## PFLICHTAUFGABE A
Wo wurde Kari Bremnes laut dem Textabschnitt geboren?

## TEXTABSCHNITT
^^^^^^^^^^^^^^^^

Kari Bremnes begibt sich zum Songschreiben noch immer auf die Lofoten – jene so betörend schöne und zugleich den Launen der Natur nahezu schutzlos ausgelieferte, norwegische Inselgruppe. Dort wurde Bremnes vor 60 Jahren geboren, verbrachte Kindheit und Jugend, bevor sie nach Oslo übersiedelte – von wo aus sie ihre beispiellose Folk-Karriere startete. Dass diese Verbundenheit nie abriss, war auf all ihren feinen Alben spürbar – sogar auf jenen, die sie in Englisch sang.
Mittlerweile vertraut die Künstlerin wieder ausnahmslos der Ausdrucksstärke ihrer Heimatsprache. Das Faszinierendste am Werk dieser Frau sind weiterhin die unglaubliche Ruhe und die außergewöhnliche Klarheit des Vortrags. Transportiert wird beides von einer charismatischen Stimme, welche die Pole Wärme und Coolness, Nähe und Distanz, Dur und Moll gänzlich mühelos auszutarieren weiß.

^^^^^^^^^^^^^^^^

## PFLICHTAUFGABE B
Ermittle, in wie vielen Zeilen der Datensätze das Wort „tank“ vorkommt, und nenne nur diese Zahl.

^^^^^^^^^^^^^^^^

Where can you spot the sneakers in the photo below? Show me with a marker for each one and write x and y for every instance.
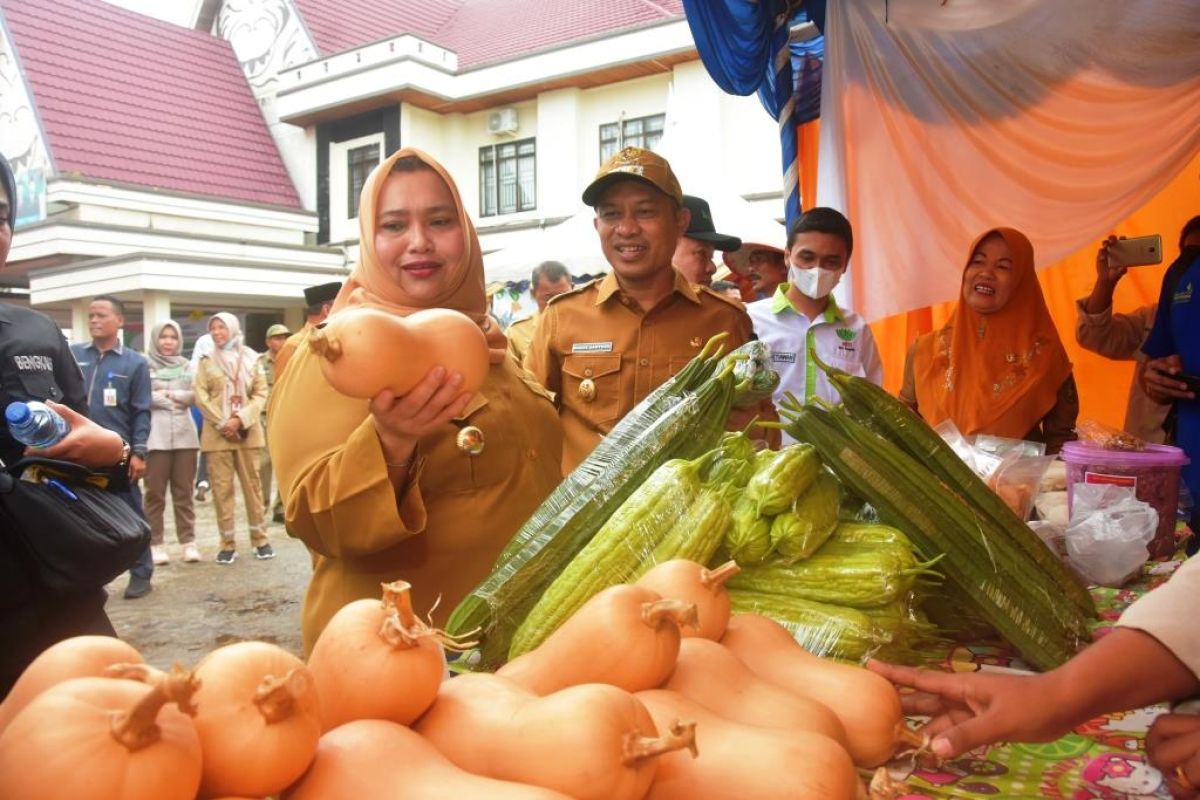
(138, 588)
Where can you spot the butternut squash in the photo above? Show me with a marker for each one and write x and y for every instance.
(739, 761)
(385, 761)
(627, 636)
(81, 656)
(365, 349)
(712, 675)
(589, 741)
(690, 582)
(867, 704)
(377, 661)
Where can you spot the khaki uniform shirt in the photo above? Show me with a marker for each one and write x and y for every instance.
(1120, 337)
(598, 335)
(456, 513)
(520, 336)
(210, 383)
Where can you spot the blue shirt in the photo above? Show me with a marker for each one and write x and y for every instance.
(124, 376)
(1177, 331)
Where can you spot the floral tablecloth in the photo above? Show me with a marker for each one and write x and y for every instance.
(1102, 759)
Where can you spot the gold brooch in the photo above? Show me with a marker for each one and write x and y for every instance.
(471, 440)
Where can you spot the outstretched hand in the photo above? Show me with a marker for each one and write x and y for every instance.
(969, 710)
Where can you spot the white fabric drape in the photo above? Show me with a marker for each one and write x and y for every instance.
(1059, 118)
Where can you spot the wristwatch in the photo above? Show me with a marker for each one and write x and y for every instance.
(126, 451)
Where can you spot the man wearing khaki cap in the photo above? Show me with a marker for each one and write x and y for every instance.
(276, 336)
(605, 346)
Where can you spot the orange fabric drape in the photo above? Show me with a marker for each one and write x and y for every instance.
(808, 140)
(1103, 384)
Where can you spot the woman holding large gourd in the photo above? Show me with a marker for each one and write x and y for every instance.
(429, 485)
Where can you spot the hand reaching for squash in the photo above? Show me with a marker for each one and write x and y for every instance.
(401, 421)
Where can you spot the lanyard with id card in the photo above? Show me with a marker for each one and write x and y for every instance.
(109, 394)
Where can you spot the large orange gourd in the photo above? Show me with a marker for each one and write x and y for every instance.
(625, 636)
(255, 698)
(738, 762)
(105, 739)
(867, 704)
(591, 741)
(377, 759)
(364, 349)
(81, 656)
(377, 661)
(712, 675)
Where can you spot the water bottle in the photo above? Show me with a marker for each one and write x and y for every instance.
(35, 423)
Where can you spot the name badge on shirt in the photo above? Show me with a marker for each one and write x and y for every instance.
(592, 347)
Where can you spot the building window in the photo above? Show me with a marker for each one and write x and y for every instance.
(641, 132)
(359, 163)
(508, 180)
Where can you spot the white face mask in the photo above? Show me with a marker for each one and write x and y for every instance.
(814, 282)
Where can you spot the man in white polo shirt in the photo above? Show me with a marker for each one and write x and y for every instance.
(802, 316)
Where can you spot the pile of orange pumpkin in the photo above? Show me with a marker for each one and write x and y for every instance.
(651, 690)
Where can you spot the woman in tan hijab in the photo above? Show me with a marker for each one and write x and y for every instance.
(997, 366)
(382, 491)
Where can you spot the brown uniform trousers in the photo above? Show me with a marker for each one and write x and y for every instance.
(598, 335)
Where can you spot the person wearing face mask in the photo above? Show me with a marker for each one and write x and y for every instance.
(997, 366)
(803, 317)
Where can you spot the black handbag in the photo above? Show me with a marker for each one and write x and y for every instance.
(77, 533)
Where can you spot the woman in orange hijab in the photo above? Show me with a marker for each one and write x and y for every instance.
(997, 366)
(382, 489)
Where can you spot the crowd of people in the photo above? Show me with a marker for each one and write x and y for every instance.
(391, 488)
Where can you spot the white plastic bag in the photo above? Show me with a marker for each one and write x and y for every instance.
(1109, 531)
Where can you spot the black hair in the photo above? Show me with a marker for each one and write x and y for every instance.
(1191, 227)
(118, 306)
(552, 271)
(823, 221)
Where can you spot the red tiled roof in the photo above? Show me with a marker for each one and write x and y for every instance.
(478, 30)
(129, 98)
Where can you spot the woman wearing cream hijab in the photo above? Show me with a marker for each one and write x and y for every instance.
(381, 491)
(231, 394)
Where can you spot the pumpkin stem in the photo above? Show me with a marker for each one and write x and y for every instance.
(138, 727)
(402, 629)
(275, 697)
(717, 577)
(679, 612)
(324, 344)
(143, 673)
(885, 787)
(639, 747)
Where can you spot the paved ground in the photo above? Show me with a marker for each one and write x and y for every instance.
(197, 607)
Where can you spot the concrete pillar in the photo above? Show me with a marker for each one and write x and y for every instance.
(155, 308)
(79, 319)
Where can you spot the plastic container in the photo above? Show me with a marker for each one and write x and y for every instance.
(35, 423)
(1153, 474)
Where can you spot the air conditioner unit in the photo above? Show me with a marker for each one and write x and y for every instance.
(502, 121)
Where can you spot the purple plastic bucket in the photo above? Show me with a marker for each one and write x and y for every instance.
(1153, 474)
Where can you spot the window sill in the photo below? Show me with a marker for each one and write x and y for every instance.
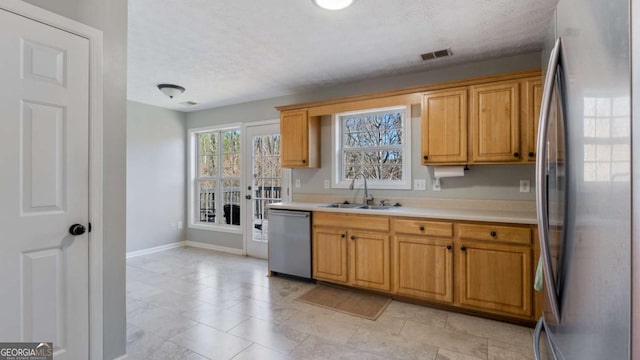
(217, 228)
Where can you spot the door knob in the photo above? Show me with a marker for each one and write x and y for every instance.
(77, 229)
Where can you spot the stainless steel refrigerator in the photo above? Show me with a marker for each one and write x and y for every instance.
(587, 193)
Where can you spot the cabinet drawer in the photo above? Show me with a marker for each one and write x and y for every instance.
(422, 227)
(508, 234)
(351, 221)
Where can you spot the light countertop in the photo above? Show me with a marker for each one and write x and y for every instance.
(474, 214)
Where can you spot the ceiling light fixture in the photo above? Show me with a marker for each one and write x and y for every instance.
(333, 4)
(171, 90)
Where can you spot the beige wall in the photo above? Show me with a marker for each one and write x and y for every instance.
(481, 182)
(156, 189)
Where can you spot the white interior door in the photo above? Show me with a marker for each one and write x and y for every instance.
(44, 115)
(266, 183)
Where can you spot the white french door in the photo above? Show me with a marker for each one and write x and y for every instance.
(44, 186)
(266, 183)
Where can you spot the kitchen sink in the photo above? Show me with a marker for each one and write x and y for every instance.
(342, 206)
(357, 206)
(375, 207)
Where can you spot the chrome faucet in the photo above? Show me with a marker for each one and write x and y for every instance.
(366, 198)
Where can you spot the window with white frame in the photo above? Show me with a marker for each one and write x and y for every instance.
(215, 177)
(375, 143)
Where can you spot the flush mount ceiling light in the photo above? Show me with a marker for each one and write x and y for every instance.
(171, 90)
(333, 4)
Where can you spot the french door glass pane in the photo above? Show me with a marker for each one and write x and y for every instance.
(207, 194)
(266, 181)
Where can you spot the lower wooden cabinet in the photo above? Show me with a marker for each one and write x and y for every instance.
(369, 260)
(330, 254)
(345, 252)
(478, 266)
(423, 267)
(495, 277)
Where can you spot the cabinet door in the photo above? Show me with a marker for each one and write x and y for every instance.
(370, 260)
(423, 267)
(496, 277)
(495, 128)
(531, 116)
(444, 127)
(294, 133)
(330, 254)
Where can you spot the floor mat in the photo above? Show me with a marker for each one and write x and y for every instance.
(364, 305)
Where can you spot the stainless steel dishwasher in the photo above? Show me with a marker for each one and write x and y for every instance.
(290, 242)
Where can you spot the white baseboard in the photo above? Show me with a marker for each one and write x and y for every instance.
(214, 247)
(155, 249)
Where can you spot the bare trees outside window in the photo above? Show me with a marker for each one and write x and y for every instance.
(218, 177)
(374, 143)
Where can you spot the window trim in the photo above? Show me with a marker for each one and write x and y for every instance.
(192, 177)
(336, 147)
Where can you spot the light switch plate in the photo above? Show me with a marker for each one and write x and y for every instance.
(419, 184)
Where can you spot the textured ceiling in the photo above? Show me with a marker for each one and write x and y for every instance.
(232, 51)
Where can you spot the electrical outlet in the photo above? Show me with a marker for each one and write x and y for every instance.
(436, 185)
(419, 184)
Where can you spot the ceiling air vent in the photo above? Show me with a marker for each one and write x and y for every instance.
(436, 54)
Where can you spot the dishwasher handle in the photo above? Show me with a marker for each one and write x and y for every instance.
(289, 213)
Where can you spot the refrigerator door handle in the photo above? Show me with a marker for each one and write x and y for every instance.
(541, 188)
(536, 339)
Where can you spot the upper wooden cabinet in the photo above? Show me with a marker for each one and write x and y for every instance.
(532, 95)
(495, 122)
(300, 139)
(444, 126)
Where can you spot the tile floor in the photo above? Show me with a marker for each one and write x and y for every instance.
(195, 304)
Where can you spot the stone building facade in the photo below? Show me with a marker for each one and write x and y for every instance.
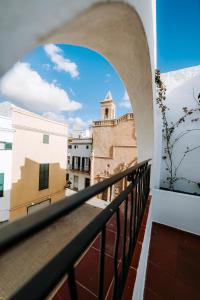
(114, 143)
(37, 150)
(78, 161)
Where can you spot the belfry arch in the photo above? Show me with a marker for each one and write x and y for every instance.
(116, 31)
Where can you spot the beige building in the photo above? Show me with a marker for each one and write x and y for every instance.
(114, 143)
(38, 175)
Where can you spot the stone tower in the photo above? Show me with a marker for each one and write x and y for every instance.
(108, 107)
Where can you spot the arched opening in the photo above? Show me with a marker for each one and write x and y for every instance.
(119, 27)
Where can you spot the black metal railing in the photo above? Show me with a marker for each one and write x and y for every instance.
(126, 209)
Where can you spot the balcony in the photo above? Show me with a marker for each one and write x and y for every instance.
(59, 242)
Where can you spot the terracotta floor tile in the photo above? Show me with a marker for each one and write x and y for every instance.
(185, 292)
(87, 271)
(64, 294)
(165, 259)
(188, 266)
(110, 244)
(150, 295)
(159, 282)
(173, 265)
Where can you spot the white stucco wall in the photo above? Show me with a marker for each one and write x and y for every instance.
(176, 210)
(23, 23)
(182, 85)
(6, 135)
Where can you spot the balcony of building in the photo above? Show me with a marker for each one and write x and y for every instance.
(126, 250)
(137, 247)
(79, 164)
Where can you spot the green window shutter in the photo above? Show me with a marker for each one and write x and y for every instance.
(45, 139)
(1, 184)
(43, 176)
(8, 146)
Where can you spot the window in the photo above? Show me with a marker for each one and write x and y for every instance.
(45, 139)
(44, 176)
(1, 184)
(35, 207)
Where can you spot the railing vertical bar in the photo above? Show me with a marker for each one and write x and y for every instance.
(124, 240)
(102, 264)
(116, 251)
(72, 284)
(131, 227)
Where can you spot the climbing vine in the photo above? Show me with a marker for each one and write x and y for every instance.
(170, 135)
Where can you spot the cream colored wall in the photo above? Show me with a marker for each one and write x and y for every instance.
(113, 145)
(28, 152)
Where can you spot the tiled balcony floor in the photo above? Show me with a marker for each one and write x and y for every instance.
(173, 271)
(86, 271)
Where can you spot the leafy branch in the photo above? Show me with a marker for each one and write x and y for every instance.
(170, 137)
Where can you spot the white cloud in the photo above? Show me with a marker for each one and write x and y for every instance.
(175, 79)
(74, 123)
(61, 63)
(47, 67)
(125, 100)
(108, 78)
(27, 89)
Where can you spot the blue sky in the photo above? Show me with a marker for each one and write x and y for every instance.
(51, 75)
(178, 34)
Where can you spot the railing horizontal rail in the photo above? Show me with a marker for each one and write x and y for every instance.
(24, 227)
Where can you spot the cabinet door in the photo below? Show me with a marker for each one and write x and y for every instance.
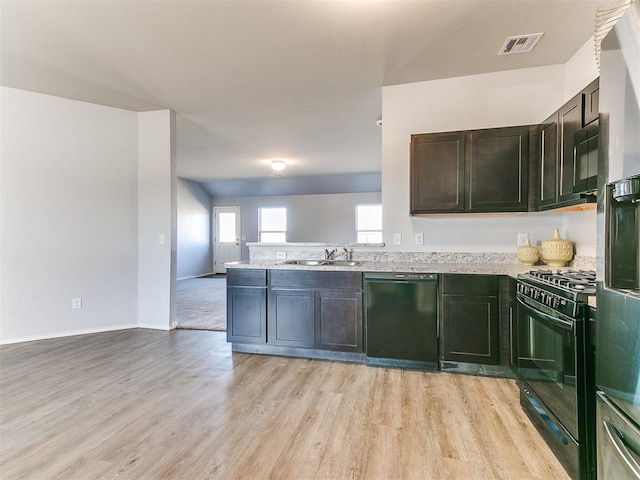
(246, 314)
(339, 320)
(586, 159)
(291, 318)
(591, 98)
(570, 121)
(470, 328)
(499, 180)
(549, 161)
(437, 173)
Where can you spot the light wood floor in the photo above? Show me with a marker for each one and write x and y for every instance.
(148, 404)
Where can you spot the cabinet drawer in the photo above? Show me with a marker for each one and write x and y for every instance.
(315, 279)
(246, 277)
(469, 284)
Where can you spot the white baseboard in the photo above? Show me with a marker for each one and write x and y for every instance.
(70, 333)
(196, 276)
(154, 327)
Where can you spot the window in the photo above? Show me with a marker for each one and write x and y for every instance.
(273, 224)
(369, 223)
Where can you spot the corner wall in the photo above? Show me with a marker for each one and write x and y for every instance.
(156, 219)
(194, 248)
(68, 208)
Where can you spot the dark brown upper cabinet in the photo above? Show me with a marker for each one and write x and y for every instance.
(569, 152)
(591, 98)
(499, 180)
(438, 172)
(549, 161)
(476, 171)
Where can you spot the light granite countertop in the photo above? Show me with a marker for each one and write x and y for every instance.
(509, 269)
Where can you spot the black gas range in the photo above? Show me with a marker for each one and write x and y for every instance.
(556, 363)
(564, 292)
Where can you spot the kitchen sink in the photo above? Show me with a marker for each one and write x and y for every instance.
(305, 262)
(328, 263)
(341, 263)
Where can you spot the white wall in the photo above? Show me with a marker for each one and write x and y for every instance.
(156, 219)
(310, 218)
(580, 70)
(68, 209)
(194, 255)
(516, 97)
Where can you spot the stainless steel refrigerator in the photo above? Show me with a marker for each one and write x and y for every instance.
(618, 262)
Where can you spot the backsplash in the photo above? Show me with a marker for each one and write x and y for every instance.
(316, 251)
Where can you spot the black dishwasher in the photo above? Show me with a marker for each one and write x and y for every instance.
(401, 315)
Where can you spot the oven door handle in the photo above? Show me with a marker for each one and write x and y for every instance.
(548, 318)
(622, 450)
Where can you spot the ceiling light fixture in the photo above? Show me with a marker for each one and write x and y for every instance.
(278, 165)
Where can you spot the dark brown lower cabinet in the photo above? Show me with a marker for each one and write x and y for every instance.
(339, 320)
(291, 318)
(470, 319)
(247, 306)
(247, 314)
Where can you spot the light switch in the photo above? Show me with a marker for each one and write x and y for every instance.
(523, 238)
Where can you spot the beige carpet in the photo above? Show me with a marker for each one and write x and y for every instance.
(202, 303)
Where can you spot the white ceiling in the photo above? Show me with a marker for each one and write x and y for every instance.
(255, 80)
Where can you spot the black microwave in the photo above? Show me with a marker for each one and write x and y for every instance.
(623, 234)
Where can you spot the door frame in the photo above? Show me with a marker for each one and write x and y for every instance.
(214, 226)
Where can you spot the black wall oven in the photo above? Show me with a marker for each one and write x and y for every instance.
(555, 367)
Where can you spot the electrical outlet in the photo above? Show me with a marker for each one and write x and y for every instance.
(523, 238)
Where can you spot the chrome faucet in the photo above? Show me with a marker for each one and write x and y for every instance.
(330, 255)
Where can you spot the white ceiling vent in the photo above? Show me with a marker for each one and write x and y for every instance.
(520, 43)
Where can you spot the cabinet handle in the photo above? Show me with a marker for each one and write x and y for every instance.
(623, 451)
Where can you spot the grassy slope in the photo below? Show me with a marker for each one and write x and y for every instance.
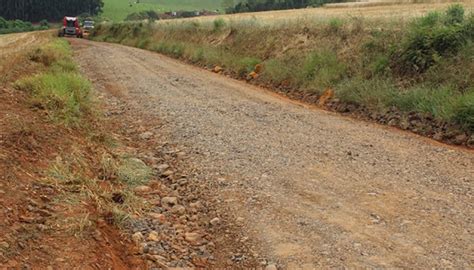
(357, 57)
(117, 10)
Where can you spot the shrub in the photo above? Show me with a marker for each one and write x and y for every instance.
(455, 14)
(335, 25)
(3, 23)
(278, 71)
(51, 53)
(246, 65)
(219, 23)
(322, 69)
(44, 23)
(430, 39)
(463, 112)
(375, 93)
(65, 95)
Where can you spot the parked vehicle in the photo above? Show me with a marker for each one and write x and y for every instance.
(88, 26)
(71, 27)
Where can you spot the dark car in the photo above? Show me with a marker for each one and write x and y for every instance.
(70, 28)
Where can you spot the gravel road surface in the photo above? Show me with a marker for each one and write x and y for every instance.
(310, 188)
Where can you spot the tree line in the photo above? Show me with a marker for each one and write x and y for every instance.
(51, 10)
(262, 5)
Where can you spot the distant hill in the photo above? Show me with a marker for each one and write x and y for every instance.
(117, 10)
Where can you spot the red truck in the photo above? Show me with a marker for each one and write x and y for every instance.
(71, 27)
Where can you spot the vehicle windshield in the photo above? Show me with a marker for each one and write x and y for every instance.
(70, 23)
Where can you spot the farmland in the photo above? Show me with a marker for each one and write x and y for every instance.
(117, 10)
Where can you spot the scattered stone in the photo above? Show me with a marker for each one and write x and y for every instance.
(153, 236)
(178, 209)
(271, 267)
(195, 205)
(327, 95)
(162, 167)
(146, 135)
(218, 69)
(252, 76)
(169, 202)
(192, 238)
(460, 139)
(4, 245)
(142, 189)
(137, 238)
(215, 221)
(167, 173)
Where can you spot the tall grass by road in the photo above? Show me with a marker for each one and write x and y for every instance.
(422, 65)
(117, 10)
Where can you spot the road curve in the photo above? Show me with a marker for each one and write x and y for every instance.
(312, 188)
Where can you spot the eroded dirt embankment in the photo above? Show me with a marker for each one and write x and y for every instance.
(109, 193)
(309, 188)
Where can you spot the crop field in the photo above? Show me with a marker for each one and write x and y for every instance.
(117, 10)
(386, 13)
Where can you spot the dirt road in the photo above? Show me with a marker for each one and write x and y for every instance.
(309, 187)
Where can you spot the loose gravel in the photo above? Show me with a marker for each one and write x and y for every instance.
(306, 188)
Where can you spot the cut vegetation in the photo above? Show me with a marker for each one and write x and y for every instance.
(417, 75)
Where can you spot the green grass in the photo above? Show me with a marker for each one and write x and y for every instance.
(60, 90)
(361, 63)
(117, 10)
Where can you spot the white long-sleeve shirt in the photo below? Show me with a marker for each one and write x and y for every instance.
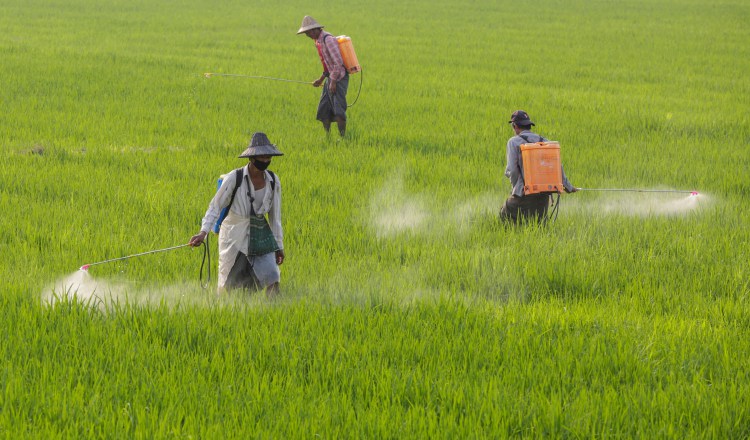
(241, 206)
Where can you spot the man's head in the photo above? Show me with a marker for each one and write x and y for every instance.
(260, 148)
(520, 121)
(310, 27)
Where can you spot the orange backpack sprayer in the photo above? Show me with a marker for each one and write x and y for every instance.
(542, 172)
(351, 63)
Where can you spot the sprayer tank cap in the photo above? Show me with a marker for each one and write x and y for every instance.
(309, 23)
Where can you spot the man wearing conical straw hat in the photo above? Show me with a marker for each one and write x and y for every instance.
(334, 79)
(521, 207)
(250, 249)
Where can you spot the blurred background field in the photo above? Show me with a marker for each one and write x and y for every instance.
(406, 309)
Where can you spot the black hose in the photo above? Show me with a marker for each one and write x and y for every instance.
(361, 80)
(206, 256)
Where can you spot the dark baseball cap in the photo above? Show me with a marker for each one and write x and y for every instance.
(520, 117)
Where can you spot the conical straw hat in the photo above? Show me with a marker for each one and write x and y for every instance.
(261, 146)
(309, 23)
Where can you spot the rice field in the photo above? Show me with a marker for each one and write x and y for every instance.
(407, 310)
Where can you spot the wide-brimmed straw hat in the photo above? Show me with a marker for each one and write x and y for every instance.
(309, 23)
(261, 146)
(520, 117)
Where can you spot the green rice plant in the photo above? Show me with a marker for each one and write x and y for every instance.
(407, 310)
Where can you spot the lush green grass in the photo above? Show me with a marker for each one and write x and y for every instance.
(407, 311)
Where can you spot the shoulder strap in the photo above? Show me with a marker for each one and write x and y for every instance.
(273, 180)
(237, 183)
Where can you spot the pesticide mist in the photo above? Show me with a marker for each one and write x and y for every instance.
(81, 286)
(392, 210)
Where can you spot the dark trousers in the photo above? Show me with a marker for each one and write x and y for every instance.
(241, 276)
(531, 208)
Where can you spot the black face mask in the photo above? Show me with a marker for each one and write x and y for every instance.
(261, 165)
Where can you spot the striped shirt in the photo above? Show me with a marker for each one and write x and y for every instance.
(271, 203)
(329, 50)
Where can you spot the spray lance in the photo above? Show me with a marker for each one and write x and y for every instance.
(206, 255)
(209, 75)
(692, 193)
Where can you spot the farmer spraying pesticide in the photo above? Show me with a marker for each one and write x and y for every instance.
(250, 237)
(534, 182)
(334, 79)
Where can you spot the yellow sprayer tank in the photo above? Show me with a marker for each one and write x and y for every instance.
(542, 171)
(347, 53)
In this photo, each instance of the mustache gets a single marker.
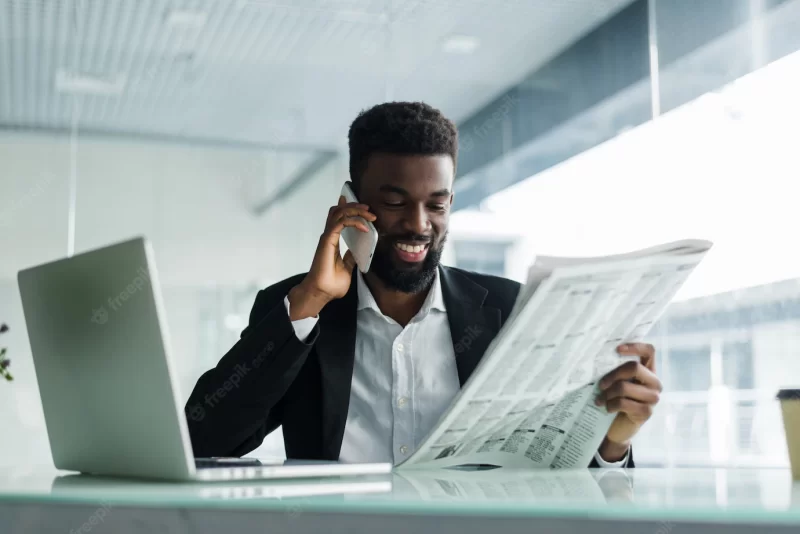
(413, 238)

^^^^^^^^^^^^^^^^

## VOLLSTÄNDIGE ANTWORT A
Auf den Lofoten, einer norwegischen Inselgruppe.

## VOLLSTÄNDIGE ANTWORT B
2